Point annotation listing
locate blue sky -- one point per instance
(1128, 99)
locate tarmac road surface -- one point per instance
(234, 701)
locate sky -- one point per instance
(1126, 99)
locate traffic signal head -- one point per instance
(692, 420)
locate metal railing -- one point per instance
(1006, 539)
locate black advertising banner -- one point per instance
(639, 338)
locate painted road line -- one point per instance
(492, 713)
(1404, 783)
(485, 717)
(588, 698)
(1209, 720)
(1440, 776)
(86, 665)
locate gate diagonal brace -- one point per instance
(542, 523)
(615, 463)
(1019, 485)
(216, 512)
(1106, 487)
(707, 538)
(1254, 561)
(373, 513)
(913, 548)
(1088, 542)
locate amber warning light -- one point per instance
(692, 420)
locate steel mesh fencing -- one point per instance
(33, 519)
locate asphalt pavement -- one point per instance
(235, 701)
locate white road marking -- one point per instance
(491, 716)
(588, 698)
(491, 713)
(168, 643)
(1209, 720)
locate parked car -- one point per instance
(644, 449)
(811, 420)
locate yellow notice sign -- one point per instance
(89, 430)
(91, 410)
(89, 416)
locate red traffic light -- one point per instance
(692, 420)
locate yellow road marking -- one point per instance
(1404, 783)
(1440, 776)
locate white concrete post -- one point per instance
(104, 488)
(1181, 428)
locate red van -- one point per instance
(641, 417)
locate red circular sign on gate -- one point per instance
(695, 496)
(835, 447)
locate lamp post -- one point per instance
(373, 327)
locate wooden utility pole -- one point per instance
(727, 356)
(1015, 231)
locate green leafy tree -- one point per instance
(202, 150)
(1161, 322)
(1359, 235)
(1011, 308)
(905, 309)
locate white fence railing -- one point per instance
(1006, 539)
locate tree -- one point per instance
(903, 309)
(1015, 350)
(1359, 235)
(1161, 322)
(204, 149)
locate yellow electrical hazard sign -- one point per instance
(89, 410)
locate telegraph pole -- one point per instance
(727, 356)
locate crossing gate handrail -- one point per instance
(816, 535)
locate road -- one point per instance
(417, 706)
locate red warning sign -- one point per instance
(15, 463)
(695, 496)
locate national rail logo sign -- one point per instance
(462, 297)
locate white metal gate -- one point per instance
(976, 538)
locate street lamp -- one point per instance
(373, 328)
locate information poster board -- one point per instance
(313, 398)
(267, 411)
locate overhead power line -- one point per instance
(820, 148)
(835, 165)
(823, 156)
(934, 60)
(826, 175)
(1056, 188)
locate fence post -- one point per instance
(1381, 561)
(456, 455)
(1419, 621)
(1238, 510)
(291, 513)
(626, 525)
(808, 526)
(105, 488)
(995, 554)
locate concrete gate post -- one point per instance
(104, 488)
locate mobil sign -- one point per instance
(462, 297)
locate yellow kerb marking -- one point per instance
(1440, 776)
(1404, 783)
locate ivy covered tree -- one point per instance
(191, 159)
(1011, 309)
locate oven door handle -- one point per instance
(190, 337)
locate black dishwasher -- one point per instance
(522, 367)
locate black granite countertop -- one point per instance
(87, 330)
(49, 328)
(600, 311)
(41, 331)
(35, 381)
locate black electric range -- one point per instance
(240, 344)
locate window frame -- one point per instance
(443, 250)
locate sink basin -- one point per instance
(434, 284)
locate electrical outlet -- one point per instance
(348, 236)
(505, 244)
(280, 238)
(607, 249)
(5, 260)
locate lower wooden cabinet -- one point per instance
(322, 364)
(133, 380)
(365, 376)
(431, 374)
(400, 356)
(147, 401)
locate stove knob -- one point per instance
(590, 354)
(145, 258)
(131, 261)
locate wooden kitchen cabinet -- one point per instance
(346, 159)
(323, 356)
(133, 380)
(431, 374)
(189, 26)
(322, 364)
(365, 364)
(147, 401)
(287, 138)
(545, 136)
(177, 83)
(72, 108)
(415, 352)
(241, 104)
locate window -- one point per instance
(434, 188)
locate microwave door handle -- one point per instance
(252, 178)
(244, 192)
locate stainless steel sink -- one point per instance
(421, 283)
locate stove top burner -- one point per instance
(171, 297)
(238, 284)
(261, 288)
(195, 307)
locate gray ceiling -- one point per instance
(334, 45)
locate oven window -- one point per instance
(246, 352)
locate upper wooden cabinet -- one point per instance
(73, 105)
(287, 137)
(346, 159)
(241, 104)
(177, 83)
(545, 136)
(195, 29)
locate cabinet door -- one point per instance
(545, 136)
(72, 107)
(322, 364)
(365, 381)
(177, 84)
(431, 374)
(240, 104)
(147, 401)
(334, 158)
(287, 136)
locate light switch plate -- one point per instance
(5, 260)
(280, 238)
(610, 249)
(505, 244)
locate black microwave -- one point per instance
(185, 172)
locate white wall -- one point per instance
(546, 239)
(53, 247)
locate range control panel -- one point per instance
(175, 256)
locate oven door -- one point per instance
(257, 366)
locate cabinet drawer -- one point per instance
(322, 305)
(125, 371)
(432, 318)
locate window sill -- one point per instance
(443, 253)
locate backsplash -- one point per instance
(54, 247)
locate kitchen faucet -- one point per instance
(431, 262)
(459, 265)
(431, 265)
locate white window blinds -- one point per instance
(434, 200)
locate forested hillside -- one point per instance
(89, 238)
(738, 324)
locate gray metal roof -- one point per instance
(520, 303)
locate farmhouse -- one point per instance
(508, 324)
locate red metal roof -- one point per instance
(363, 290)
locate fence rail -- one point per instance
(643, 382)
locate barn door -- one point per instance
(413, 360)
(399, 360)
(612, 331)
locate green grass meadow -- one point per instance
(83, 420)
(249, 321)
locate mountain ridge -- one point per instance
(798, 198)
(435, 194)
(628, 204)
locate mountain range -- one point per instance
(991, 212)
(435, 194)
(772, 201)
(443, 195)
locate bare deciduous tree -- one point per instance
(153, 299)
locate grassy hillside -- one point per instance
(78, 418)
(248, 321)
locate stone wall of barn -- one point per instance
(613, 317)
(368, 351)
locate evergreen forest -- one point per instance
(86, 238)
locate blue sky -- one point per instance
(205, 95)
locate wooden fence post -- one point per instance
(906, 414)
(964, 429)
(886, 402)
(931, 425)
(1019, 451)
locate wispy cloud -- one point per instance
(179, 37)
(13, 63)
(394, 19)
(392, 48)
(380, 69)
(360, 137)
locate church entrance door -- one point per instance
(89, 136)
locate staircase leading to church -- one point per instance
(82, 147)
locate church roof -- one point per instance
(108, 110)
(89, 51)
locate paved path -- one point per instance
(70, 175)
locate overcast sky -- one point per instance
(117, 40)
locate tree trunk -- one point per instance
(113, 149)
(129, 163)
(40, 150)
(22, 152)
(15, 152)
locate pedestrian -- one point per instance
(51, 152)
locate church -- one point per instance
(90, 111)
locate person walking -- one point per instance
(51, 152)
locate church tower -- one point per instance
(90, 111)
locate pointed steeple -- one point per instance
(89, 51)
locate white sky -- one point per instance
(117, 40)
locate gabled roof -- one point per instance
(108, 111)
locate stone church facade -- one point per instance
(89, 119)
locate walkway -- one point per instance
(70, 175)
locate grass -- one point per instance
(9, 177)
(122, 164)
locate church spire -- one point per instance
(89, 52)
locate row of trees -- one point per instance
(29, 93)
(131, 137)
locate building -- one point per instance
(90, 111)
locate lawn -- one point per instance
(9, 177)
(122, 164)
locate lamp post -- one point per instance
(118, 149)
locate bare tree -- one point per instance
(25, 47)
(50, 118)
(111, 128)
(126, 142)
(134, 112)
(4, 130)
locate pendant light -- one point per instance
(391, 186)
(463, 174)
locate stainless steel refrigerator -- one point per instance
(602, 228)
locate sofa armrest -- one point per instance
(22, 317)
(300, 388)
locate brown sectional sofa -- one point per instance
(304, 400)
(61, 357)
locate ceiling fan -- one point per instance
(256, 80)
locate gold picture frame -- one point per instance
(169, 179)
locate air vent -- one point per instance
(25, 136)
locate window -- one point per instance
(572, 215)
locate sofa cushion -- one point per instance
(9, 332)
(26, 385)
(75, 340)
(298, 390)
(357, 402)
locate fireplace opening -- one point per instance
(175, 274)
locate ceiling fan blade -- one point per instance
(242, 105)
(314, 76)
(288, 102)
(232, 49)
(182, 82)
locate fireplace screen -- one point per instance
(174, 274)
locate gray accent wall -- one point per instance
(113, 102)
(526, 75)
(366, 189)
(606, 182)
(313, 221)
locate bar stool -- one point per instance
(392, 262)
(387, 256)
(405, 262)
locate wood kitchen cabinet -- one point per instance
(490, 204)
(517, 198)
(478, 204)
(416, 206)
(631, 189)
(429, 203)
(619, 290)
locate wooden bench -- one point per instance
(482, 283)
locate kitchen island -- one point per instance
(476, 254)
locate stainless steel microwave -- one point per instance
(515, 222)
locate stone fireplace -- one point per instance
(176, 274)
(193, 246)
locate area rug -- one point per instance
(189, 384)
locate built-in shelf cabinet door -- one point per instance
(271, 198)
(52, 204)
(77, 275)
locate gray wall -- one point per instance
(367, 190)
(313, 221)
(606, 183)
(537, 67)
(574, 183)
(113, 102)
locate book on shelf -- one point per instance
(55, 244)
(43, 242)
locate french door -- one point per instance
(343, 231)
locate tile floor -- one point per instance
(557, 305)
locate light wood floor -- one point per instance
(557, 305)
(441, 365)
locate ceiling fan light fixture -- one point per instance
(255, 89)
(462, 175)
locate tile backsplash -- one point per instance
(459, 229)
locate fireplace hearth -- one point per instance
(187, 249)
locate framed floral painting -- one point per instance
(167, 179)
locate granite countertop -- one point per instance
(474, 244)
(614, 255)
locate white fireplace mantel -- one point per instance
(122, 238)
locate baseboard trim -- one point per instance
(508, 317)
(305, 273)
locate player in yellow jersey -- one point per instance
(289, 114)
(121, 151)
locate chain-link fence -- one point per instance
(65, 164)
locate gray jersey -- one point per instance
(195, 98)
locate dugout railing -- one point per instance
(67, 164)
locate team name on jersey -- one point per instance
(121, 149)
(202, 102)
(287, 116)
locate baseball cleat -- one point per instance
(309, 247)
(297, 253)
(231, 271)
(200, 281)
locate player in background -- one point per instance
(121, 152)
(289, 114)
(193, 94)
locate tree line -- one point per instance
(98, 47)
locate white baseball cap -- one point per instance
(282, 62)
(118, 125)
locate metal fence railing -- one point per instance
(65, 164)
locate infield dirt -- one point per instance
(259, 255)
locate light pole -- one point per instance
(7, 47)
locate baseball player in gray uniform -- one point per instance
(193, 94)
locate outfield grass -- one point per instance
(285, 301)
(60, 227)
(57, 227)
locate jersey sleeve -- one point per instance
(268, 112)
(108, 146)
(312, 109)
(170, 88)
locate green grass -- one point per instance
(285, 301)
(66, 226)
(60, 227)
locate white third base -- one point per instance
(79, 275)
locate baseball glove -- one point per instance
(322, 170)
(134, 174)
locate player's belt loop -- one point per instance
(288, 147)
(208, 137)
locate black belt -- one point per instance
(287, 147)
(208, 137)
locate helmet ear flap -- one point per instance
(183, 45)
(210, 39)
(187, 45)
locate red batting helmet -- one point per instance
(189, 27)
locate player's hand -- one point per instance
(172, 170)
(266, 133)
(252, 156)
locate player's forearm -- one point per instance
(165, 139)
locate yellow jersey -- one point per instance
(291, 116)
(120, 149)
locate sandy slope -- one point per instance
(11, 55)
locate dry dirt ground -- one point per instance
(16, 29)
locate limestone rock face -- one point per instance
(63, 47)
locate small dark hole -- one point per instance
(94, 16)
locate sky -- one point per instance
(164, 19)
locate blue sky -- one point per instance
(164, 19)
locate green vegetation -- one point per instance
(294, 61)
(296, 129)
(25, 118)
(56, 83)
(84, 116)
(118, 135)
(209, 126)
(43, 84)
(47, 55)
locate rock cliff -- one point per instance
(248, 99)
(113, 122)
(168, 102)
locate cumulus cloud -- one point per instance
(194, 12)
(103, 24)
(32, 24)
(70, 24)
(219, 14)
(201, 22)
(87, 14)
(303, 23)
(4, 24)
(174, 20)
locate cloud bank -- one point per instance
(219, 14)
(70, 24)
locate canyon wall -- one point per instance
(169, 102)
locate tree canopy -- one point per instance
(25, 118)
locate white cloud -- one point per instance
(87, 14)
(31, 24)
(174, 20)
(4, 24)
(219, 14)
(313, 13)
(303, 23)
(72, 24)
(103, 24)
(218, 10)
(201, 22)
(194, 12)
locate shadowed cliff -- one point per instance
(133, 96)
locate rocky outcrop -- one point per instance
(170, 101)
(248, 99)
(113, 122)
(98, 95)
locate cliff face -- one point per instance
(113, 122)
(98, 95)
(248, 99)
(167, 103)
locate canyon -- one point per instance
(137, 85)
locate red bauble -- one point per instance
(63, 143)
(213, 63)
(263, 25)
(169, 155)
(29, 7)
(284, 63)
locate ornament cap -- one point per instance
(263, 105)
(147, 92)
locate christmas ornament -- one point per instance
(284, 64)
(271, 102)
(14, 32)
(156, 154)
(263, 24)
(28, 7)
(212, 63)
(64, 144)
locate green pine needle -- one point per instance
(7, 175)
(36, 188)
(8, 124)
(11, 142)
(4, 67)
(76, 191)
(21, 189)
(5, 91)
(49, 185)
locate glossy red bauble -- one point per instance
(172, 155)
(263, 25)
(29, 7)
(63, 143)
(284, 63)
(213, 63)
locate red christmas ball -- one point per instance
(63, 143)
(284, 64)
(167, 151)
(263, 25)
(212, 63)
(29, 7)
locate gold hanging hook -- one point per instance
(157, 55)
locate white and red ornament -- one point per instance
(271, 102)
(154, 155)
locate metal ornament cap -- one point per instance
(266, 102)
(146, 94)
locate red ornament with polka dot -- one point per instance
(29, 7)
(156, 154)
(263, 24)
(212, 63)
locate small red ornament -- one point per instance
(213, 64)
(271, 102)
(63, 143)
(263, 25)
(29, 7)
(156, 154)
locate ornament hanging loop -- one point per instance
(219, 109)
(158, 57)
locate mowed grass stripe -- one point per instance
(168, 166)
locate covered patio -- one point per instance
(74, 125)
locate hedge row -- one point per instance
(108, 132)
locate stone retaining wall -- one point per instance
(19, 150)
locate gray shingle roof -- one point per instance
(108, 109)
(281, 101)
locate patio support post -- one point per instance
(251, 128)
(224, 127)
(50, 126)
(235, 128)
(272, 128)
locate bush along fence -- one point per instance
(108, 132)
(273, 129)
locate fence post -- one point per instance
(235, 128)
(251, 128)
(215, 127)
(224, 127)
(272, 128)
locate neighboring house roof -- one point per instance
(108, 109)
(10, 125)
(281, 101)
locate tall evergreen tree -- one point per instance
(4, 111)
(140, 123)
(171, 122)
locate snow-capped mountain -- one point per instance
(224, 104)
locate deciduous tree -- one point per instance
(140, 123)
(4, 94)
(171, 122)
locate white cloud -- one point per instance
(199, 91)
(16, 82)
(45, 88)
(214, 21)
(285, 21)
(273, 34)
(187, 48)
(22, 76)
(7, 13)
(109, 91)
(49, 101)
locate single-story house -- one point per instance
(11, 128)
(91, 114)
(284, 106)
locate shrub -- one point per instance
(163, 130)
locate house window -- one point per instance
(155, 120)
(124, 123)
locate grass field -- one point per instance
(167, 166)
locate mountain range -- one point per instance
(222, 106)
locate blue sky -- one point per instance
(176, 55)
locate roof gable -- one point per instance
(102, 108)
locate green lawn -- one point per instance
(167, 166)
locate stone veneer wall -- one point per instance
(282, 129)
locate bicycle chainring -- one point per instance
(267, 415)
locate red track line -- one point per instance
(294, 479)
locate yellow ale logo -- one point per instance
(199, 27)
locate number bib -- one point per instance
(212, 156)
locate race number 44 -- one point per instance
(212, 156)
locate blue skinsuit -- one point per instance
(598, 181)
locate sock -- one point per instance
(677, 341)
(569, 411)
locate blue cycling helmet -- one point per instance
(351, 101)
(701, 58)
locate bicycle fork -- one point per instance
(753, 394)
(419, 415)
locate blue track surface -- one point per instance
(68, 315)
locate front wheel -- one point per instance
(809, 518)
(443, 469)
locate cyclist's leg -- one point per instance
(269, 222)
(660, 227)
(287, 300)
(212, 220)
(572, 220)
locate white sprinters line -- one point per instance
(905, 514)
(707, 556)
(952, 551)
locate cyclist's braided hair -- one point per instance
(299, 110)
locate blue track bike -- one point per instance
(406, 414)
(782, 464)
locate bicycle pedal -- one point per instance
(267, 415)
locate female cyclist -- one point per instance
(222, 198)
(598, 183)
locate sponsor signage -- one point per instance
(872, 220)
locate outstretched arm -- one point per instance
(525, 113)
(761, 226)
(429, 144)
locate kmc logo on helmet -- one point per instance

> _STATED GOAL_: Copy the listing above without any change, starting at its first line and ending at the line that contains "(1088, 542)".

> _FULL RESPONSE_:
locate blue sky -- one point per instance
(1128, 99)
locate tarmac road surface -- one point per instance
(234, 701)
locate sky -- one point per instance
(1126, 99)
locate traffic signal head -- one point per instance
(692, 420)
locate metal railing -- one point per instance
(1006, 539)
locate black advertising banner -- one point per instance
(639, 338)
locate painted road line -- one point per instance
(492, 713)
(1404, 783)
(485, 717)
(588, 698)
(1209, 720)
(1440, 776)
(86, 665)
locate gate diagonal brace -- one point per instance
(542, 523)
(615, 463)
(1019, 485)
(216, 512)
(1106, 487)
(707, 538)
(1254, 561)
(373, 513)
(913, 548)
(1088, 542)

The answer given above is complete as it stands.